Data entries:
•••••
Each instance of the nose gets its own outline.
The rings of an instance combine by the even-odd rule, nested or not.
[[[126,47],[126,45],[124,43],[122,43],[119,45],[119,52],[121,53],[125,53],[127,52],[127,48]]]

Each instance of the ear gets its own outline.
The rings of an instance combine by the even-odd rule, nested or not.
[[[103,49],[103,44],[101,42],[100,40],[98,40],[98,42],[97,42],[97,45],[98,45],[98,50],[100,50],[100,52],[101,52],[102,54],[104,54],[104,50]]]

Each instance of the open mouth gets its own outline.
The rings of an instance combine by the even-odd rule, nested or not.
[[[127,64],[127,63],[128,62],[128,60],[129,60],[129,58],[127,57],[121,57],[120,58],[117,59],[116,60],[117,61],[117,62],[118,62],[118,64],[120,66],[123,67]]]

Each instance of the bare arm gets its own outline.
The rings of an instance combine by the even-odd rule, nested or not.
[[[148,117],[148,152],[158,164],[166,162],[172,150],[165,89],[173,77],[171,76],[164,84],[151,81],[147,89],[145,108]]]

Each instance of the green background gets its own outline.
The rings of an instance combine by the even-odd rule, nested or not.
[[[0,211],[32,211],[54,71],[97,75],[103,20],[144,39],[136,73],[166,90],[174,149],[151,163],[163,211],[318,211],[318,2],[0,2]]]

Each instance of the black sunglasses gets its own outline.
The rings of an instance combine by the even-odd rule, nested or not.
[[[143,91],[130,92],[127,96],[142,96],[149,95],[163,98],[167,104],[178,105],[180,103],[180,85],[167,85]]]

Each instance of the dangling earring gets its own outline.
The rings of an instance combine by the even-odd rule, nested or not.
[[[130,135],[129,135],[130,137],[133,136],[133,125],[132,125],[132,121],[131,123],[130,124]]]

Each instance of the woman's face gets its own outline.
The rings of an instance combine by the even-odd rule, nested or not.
•••••
WHAT YOU SHOULD DO: Copy the lines word for word, starting with the line that contains "Each instance of the woman's" and going on through the end of the data.

THE ANSWER:
Each instance of the woman's face gets its own outline.
The rings of an instance combine by the even-odd rule, nested or not.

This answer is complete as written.